▸ **Document section**:

-- Begin --

Time went on. Uncle Burl died, but I did not make it down to the funeral. My brother Dale died. My mom's dementia increased until she went into memory care late last fall. Dad coped with being alone after a lifetime spent as a couple.

And then we took the trip down home, that trip I was not sure would ever happen. On the fourth Saturday in June, from early morning to early evening, Dad, my brother Mark, his wife Jackie, and I all piled in a car and headed south.

So why now? A variety of reasons: age (again, always), health (again, always), wanting to see those sites one last time, wanting to mark places in my mind with dad. Any number of reasons.

And what a day it was.

Greenup is the county seat of Greenup County. By the time we rolled into Greenup, it was close to lunch and we needed to eat. Not knowing the lay of the land (and Google being little help), we parked across from the county courthouse and Mark crossed the street to where a store proprietor was watching to ask him about eating. A few minutes Mark waved us over.

-- End --

▸ **Given material**:
-- Begin --

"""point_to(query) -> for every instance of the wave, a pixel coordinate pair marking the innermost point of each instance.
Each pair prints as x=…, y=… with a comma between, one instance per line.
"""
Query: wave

-- End --

▸ **Required task 1**:
Answer these about the family trip account, each on its own line:
(a) When did the mom go into memory care?
(b) On what day did the group head south?
(c) Where did they park in Greenup?
▸ **Required task 2**:
Please pick up the family trip account after its last sentence and carry it forward.

▸ **Task result 1**:
(a) Late last fall.
(b) The fourth Saturday in June.
(c) Across from the county courthouse.

▸ **Task result 2**:
"This guy is asking all about which Nelsons we are," he explained. "I figure Dad can answer the questions."

"This guy" was Charley Osborne, proprietor of a small antique and junk shop (his words, not mine). He and Dad started talking. In about five minutes, they had connected several dots as to who knew who in which family. In another five minutes, they figured out that Charley was related by marriage; one of his brothers had married one of Dad's cousins.
Charley and Dad talking about a cane press

Well, of course.

Charley and Dad talked for some 20 minutes, much of which Mark recorded on his phone. Dad talked about where his family had farmed and lived up in the valleys and hollows of Greenup County. Dad talked about going up on Shell's Form and Charley came back with "Well, go on up and over one hill to Hood's Run and that's where I was raised." He showed Dad some paintings by a local artist of a sugar cane press; Dad responded with that was what his grandfather did and he had memories of it. They talked about moonshine and stills. "My grandfather pulled two years [in prison] for moonshine," said Charley, added that other family members had "pulled some time" for the same. "They done what they had to do to make a living," commented Dad, "This [area] went through a lot to make a living."

It was a great way to start the day.

After taking our leave of Charley, with hugs and handshakes all around, we headed out Route 2 along the Little Sandy River. Dad commented on a few things as Mark drove; we were headed to the Gullett-Lambert cemetery, Dad's maternal side of his family.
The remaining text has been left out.